[START Document passage]

Attached files

file filename
8-K - 8-K - PAE Inca18-37219_18k.htm

Exhibit 99.1

 

FOR IMMEDIATE RELEASE

 

Gores Holdings III, Inc. Announces the Separate Trading of its Class A Common Stock and Warrants Commencing October 29, 2018

 

LOS ANGELES, CA, October 26, 2018 — Gores Holdings III, Inc. (NASDAQ: GRSHU) (the “Company”) announced that, commencing October 29, 2018, holders of the units sold in the Company’s initial public offering of 40,000,000 units completed on September 11, 2018 may elect to separately trade the shares of Class A common stock and warrants included in the units.  Those units not separated will continue to trade on the NASDAQ Capital Market under the symbol “GRSHU,” and the Class A common stock and warrants that are separated will trade on the NASDAQ Capital Market under the symbols “GRSH” and “GRSHW,” respectively.

[END Document passage]
[START Material for this exercise]

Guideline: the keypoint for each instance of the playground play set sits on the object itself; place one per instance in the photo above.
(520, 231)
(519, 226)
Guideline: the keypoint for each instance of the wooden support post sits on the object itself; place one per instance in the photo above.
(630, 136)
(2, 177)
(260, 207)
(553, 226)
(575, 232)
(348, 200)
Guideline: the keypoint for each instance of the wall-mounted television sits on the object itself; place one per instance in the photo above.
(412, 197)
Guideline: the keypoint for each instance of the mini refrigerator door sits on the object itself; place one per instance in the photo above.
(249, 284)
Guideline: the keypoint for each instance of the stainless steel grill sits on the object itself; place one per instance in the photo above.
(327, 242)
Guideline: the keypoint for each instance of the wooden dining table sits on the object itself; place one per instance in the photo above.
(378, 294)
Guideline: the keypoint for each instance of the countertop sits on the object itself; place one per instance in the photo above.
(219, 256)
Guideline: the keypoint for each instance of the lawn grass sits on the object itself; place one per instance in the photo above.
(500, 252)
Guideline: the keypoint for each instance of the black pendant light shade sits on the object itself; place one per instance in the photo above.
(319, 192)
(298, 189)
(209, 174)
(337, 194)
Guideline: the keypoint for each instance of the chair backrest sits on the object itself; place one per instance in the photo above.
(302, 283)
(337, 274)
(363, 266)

[END Material for this exercise]
[START Material for this exercise]

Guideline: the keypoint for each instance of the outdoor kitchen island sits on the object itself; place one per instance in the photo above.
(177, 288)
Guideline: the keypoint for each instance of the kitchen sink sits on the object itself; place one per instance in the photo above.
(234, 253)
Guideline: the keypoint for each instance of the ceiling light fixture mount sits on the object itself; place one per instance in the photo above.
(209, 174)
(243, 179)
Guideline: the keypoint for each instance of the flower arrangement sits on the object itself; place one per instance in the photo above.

[END Material for this exercise]

■ Objective 1 ■
Locate each line in the entries that contains the string "wooden", matching case exactly, and copy those lines.
■ Objective 2 ■
Write what comes next in the press release about separate trading of Gores Holdings III stock and warrants, picking up after its last sentence.

■ Answer 1 ■
Guideline: the keypoint for each instance of the wooden support post sits on the object itself; place one per instance in the photo above.
Guideline: the keypoint for each instance of the wooden dining table sits on the object itself; place one per instance in the photo above.

■ Answer 2 ■
This press release shall not constitute an offer to sell or the solicitation of an offer to buy the securities of the Company, nor shall there be any sale of these securities in any state or jurisdiction in which such offer, solicitation or sale would be unlawful prior to registration or qualification under the securities laws of any such state or jurisdiction.  The offering was made only by means of a prospectus, copies of which may be obtained by contacting Deutsche Bank Securities Inc., 60 Wall Street, New York, NY 10005-2836, Attention:  Prospectus Group, Telephone:  (800) 503-4611, Email: prospectus.cpdg@db.com.

 

About Gores Holdings III, Inc.

 

Gores Holdings III, Inc. was formed for the purpose of effecting a merger, capital stock exchange, asset acquisition, stock purchase, reorganization or similar business combination with one or more businesses.  The Company’s strategy is to identify, acquire and, after the initial business combination, to build a company in an industry or sector that complements the experience of its management team and can benefit from their operational expertise.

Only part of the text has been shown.